--- Task to complete ---
Reproduce word for word the part of the rotary cutter thread that runs from "Also may have" up to and including "awhile at least.".

--- Document excerpt ---

------------------------------------------------------------------------

# John Deere HX15 vs Land Pride RCM5615 rotary cutters



## Trotwood2955 (Sep 4, 2012)

Shopping around for a new batwing rotary cutter. Never run a batwing before but have used smaller cutters from both JD and LP in the past with good luck. Specs between these two look pretty similar. Will only be used for mowing pastures. The Deere is priced $2k higher from what I've checked so far. Which is going to the best all around mower? Or is there really not a huge difference, especially for just pasture mowing and given the price difference.

Also may have the chance to get a used Bush Hog 2615L for roughly 1/3 the cost of either of the new ones I mentioned. Has some dings and seen a few acres but been well maintained and I know the family who owns it. Would that be a better route than new? I don't particularly like the thought of spending a fortune on something that will only cover a couple hundred acres of pasture each year. I obviously don't expect to get as many years out of the used mower but I ought to run awhile at least.

------------------------------------------------------------------------

--- Data section ---
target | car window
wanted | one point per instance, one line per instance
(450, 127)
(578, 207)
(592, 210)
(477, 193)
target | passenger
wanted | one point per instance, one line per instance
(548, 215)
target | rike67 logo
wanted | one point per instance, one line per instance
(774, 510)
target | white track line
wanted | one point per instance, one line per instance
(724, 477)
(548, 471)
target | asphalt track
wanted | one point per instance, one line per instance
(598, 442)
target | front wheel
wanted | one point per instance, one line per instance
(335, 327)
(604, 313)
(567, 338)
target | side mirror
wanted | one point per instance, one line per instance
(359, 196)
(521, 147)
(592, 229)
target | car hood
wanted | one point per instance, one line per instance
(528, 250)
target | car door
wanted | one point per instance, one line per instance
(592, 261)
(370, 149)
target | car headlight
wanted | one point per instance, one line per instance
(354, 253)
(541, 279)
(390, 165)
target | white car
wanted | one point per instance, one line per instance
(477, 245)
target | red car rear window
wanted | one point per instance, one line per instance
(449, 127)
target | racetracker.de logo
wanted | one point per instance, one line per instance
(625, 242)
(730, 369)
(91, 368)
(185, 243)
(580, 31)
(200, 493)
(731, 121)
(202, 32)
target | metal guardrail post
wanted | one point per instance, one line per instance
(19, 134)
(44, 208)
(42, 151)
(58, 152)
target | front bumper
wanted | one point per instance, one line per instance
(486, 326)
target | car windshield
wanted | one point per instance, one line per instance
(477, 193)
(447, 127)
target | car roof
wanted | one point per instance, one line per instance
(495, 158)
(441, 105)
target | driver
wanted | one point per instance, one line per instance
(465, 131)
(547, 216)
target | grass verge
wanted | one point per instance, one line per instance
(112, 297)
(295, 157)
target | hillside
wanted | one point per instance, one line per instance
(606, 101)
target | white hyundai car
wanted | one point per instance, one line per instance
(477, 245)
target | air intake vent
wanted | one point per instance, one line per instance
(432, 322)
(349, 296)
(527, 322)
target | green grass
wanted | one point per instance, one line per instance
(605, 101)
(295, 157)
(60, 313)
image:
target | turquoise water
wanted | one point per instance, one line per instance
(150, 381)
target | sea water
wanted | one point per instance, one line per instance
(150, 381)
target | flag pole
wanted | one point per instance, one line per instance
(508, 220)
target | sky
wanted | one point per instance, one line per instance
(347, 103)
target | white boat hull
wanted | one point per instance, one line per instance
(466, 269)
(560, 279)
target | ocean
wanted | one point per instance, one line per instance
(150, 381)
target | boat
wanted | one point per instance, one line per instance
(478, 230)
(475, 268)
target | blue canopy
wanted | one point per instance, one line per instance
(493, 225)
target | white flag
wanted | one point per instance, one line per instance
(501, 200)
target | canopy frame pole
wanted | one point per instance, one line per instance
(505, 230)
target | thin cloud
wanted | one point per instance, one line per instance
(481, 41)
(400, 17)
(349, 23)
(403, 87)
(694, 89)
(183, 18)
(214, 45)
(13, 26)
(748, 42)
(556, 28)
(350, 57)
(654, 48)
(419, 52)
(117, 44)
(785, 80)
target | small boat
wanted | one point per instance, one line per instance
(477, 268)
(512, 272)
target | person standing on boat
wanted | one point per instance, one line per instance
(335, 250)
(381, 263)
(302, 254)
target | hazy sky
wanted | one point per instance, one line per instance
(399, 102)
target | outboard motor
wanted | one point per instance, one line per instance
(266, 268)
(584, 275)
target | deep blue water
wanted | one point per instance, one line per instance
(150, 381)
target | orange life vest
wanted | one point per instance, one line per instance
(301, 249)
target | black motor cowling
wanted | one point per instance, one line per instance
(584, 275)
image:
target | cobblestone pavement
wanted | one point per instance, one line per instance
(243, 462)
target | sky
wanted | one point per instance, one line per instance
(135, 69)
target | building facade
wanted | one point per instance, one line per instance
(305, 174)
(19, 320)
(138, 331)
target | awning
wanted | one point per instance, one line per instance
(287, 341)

------------------------------------------------------------------------

--- Response for this exercise ---
Also may have the chance to get a used Bush Hog 2615L for roughly 1/3 the cost of either of the new ones I mentioned. Has some dings and seen a few acres but been well maintained and I know the family who owns it. Would that be a better route than new? I don't particularly like the thought of spending a fortune on something that will only cover a couple hundred acres of pasture each year. I obviously don't expect to get as many years out of the used mower but I ought to run awhile at least.